**PROVIDED DATA:**

>>>>>

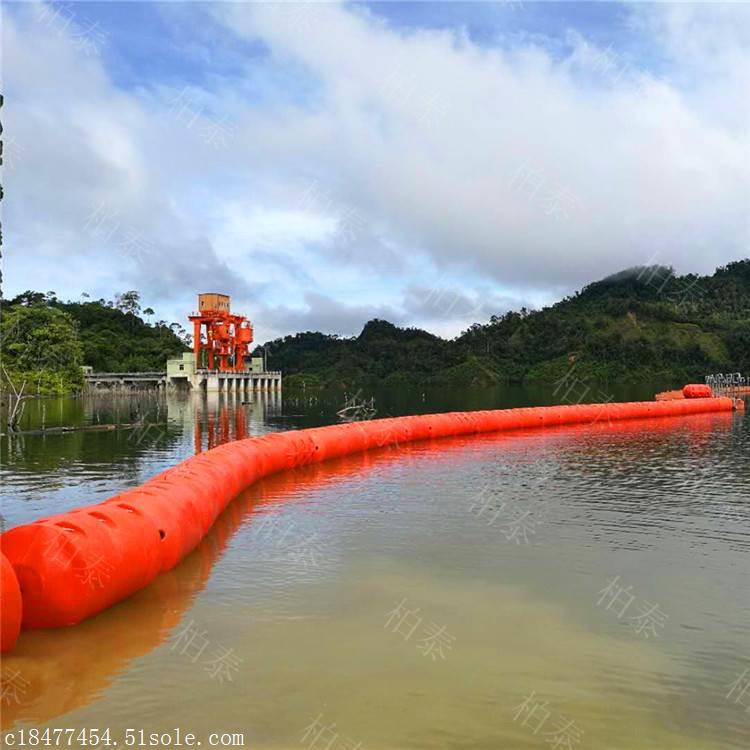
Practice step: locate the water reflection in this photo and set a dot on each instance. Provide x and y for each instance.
(663, 504)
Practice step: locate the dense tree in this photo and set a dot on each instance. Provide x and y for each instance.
(41, 346)
(642, 324)
(108, 339)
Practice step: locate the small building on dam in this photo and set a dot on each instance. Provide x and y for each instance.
(221, 359)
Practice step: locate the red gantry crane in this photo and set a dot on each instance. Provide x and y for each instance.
(221, 340)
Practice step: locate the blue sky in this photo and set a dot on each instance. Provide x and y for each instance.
(325, 163)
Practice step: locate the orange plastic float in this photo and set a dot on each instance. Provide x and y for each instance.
(10, 606)
(73, 565)
(697, 390)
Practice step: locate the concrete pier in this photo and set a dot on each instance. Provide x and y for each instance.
(235, 382)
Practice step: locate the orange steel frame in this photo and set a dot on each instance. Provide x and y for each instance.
(227, 340)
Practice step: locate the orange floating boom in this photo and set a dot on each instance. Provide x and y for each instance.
(73, 565)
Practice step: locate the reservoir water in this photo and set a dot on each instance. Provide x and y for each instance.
(578, 587)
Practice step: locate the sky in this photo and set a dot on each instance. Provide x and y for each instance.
(326, 163)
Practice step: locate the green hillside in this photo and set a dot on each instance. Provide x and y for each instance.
(644, 324)
(45, 340)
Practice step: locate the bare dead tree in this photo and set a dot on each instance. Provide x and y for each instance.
(16, 403)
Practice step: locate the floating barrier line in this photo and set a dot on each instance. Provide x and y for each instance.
(64, 568)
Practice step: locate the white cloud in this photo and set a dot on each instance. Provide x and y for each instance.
(500, 174)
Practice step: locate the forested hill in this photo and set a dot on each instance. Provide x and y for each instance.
(45, 340)
(644, 324)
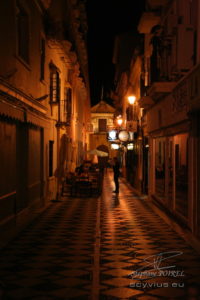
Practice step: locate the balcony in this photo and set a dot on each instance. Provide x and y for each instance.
(145, 102)
(160, 89)
(147, 21)
(156, 3)
(132, 126)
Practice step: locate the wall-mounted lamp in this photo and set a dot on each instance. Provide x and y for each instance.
(131, 99)
(119, 120)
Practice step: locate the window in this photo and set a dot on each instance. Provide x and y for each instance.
(23, 33)
(68, 97)
(54, 84)
(102, 125)
(42, 58)
(51, 158)
(160, 167)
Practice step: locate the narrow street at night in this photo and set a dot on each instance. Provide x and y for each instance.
(109, 247)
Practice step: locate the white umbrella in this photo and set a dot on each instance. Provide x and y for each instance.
(98, 153)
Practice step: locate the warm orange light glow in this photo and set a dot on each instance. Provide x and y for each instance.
(119, 121)
(131, 99)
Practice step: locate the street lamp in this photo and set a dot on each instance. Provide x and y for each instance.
(131, 99)
(119, 120)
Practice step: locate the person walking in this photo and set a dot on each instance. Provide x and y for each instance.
(116, 172)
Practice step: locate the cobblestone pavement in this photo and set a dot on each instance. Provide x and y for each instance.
(108, 248)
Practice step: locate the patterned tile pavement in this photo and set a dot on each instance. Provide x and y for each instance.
(108, 248)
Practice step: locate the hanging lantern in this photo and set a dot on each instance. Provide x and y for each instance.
(123, 136)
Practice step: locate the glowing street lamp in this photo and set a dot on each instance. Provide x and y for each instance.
(119, 120)
(131, 99)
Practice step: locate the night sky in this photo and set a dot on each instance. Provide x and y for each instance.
(106, 19)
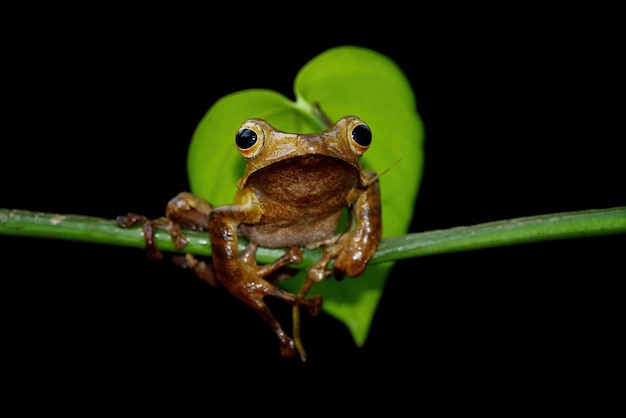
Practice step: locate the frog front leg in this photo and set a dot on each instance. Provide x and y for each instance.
(356, 247)
(242, 277)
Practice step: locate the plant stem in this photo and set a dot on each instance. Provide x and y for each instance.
(530, 229)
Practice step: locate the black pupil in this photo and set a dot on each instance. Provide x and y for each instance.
(362, 135)
(245, 138)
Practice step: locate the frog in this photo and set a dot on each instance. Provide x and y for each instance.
(292, 194)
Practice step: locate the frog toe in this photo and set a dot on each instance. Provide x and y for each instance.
(314, 304)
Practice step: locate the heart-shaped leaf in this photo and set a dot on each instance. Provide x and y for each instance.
(342, 81)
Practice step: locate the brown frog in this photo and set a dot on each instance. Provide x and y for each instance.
(292, 194)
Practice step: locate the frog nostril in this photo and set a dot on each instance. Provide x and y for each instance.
(245, 138)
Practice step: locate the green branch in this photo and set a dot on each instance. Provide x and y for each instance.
(492, 234)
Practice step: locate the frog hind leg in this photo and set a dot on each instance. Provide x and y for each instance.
(259, 288)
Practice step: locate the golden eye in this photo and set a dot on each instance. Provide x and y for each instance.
(250, 139)
(360, 136)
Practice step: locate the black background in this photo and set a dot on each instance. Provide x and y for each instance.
(522, 118)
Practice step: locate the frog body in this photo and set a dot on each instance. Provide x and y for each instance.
(292, 194)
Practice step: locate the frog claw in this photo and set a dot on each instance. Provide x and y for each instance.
(313, 304)
(287, 347)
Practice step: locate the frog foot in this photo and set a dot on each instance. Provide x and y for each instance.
(313, 304)
(149, 232)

<<<<<

**YOUR GOAL:**
Exactly reproduce the entries above, minus the pictures.

**EXPECTED OUTPUT:**
Practice step: locate the water reflection in this photo and set a dot on each instance. Provide x and y for each instance.
(663, 504)
Practice step: locate the dense tree in this photo and set a dot on each instance. Provide x and y for each instance.
(41, 346)
(642, 324)
(108, 339)
Practice step: locate the small building on dam in this photo and set a dot on each instance. Provide x and y for each instance.
(221, 359)
Practice step: locate the red gantry crane in this photo and set a dot on each instance. Provide x and y for each instance.
(221, 340)
Practice step: locate the blue sky in this photo and set a dot on each instance. Provide x and y for each instance.
(325, 163)
Practice step: locate the orange plastic float in this photo and set a dot on each instance. Provide x and y for each instance.
(10, 606)
(73, 565)
(697, 390)
Practice step: locate the concrete pier in this photo and set a dot on each instance. Provide x and y for each instance.
(235, 382)
Practice step: locate the orange steel frame in this photo and set a dot on each instance. Provide x and y for each instance.
(227, 340)
Practice step: locate the orange floating boom in this photo and set a dot on each instance. Provide x and y for each instance.
(73, 565)
Practice step: locate the reservoir water in this photo and set a dot on each instance. Provide x and y for each instance.
(578, 587)
Practice step: locate the sky in this photo and set a dot on each instance. Provide x and y for each instance.
(326, 163)
Practice step: locate the green hillside in this photo and set a dot on each instance. Provide x and y for each instance.
(644, 324)
(45, 340)
Practice step: locate the bare dead tree in this photo and set a dot on each instance. Provide x and y for each instance.
(16, 403)
Practice step: locate the floating barrier line in this photo and set a dot on each instance. Provide x and y for each instance.
(64, 568)
Practice step: locate the white cloud in this photo and set a dot on each instance. Provide x and y for each instance.
(500, 174)
Practice step: locate the forested hill in this photo and set a dot on each instance. Provide x and y for each instance.
(45, 340)
(644, 324)
Practice step: locate the balcony in this photo and set a dot on each instance. Provide x and y for each instance.
(145, 102)
(160, 89)
(147, 21)
(156, 3)
(132, 126)
Practice step: locate the wall-mounted lamp in this photo and set a dot on each instance. Provide x and y for each instance.
(131, 99)
(119, 120)
Practice step: locate the window in this photo and set a dot on each instance. Provide x and y for each instance.
(23, 33)
(68, 97)
(54, 84)
(102, 125)
(42, 58)
(51, 158)
(160, 167)
Practice step: locate the narrow street at night in this photo and set a dot on each instance. Provide x and y for each instance.
(109, 247)
Practice step: locate the white umbrella in this photo and set a dot on each instance. Provide x and y for each instance.
(98, 153)
Practice step: locate the warm orange light glow in this photo and set a dot on each instance. Provide x and y for each instance.
(119, 121)
(131, 99)
Practice step: locate the street lamp in this photo and set a dot on each instance. Provide x and y for each instance.
(131, 99)
(119, 120)
Practice step: locate the person walking in this photo and set a dot on each instance. Provide x and y for each instance.
(116, 172)
Practice step: locate the cobblestone pavement in this photo and set a dot on each instance. Provide x and y for each instance.
(108, 248)
Practice step: locate the patterned tile pavement in this photo and set a dot on each instance. Provide x and y for each instance.
(108, 248)
Practice step: locate the hanging lantern in this photo and set a dot on each instance. Provide x and y for each instance.
(123, 136)
Practice step: locate the glowing street lamp in this photo and set a dot on each instance. Provide x and y for each instance.
(119, 120)
(131, 99)
Practice step: locate the night sky in this photo and set a dot on each instance. Provide x and y for each instance.
(106, 19)
Practice step: locate the frog front leg in this photo and set a dot on each instance. Provide x and y for each instance.
(356, 247)
(242, 277)
Practice step: locate the plant stem in this photo and set a dot on each instance. Provide x and y for each instance.
(530, 229)
Practice step: locate the black pupil in this photo and set a dot on each instance. Provide x and y for each instance.
(362, 135)
(245, 138)
Practice step: locate the frog in this photo and set a dot on each instance. Provide x and y for each instance.
(292, 194)
Practice step: locate the frog toe in this photo and set a dot on each instance. Provide x and y for each instance.
(314, 304)
Practice step: locate the heart-shaped leaf in this photo and set a dot on each instance. Provide x and y for each instance.
(342, 81)
Practice step: locate the brown frog in this photo and set a dot on each instance. Provide x and y for each instance.
(292, 194)
Practice step: locate the frog nostril in this photo and set a dot on each instance. Provide x and y for each instance.
(245, 138)
Practice step: locate the green branch in this photo and set a dot on each instance. Provide x and y for each instance.
(492, 234)
Practice step: locate the frog hind leg in this photo and set a dot on each instance. Provide x and y for each instance.
(259, 288)
Practice step: locate the golden eye in this photo and set a dot on each instance. Provide x and y for each instance.
(250, 139)
(360, 136)
Practice step: locate the black background in this photo and set a dot on each instance. Provide x and y for each instance.
(522, 118)
Practice step: locate the frog body in this photo and set a dot on each instance. Provide x and y for each instance.
(292, 194)
Practice step: locate the frog claw in this photo and set a dot on each instance. Provide x and y for each instance.
(313, 304)
(287, 347)
Practice step: locate the frog foot in this photo and set a dot on each instance. Provide x and y for each instance.
(313, 304)
(149, 232)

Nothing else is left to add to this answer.